Work to do —
Change "side mirror" to "wing mirror" in the data below, and reproduce all of it with nothing else altered.

Records to use —
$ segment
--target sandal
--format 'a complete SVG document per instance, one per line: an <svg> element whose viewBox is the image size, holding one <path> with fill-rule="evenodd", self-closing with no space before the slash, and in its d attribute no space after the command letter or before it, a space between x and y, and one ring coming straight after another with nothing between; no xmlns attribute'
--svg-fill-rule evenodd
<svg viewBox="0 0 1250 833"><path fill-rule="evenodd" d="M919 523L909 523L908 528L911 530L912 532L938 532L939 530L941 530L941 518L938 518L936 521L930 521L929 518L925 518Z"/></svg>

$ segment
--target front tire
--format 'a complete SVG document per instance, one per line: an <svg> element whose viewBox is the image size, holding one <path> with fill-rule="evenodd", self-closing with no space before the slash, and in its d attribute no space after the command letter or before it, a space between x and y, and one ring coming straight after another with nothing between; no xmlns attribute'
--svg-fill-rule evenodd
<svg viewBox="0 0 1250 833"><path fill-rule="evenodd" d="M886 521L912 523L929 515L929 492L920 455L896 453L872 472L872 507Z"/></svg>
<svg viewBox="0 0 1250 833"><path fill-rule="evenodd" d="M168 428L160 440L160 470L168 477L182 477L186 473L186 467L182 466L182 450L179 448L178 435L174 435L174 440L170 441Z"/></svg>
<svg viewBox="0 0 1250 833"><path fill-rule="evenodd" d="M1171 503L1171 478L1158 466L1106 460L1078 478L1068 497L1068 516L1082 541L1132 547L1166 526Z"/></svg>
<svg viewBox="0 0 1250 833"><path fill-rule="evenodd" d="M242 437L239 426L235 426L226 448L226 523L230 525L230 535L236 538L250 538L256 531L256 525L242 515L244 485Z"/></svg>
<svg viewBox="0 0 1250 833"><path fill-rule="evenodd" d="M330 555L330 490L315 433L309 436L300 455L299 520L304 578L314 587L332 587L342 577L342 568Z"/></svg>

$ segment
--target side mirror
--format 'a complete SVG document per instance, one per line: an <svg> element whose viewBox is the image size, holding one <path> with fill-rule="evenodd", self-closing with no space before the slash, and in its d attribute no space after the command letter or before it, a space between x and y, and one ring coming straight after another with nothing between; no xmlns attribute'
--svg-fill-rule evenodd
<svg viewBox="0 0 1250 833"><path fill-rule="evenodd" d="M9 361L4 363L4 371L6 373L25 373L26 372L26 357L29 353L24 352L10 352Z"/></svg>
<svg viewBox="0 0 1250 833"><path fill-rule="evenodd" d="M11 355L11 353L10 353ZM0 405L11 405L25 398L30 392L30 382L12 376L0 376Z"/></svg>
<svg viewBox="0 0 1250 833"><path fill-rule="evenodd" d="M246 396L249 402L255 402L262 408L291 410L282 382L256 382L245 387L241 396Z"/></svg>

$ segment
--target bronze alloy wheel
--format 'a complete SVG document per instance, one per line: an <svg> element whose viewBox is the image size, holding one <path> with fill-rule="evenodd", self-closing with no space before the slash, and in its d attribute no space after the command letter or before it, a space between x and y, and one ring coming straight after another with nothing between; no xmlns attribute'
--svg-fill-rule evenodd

Output —
$ segment
--target sandal
--format 'a complete SVG document per instance, one per line: an <svg> element whose viewBox is the image size, holding one <path> with fill-rule="evenodd", self-closing with no space before the slash, and in its d attribute no space after the command letter or before it, a space between x and y, and one ring coming straight after another with nothing between; no xmlns attribute'
--svg-fill-rule evenodd
<svg viewBox="0 0 1250 833"><path fill-rule="evenodd" d="M919 523L909 523L908 528L911 530L912 532L938 532L939 530L941 530L941 518L938 518L936 521L930 521L929 518L925 518Z"/></svg>

$ segment
--target front tire
--format 'a complete SVG document per instance, one per line: an <svg> element whose viewBox is the image size, holding one <path> with fill-rule="evenodd", self-closing with no space before the slash, and in its d attribute no space after the command letter or before it, a space between x and y, and one ring coming straight after another with nothing between; no xmlns attribute'
--svg-fill-rule evenodd
<svg viewBox="0 0 1250 833"><path fill-rule="evenodd" d="M886 521L912 523L929 515L929 492L920 455L896 453L872 472L872 507Z"/></svg>
<svg viewBox="0 0 1250 833"><path fill-rule="evenodd" d="M168 428L160 440L160 470L168 477L182 477L186 473L186 467L182 466L182 450L179 448L178 435L174 435L174 440L170 441Z"/></svg>
<svg viewBox="0 0 1250 833"><path fill-rule="evenodd" d="M1171 503L1171 478L1158 466L1106 460L1078 478L1068 497L1068 516L1082 541L1132 547L1166 526Z"/></svg>
<svg viewBox="0 0 1250 833"><path fill-rule="evenodd" d="M242 437L239 426L235 426L226 448L226 523L230 525L230 535L236 538L250 538L256 531L256 525L242 515L244 485Z"/></svg>
<svg viewBox="0 0 1250 833"><path fill-rule="evenodd" d="M330 555L330 490L315 433L309 436L300 455L299 520L304 578L314 587L332 587L342 577L342 568Z"/></svg>

$ segment
--target wing mirror
--format 'a complete SVG document per instance, one per line: an <svg> element whose viewBox is the image size, holding one <path> with fill-rule="evenodd", self-closing with no space before the slash, and in its d attribute no space after the command letter or before it, a space between x and y, and one ring coming straight after another with nothing between; no xmlns attribute'
--svg-fill-rule evenodd
<svg viewBox="0 0 1250 833"><path fill-rule="evenodd" d="M9 361L4 363L4 371L6 373L25 373L26 372L26 357L29 353L24 352L10 352Z"/></svg>
<svg viewBox="0 0 1250 833"><path fill-rule="evenodd" d="M11 355L11 353L10 353ZM0 405L11 405L25 398L30 392L30 382L12 376L0 376Z"/></svg>
<svg viewBox="0 0 1250 833"><path fill-rule="evenodd" d="M246 396L249 402L255 402L262 408L291 410L282 382L256 382L245 387L241 396Z"/></svg>

$ segment
--target bronze alloy wheel
--format 'a complete SVG document per instance, one per line: an <svg> element whose viewBox is the image size, holding one <path> with fill-rule="evenodd", self-closing with no space before the slash, and in its d attribute no space after the command letter or before it, a space between x and y, and one ring coming straight after another with nothing between; no xmlns attribute'
--svg-fill-rule evenodd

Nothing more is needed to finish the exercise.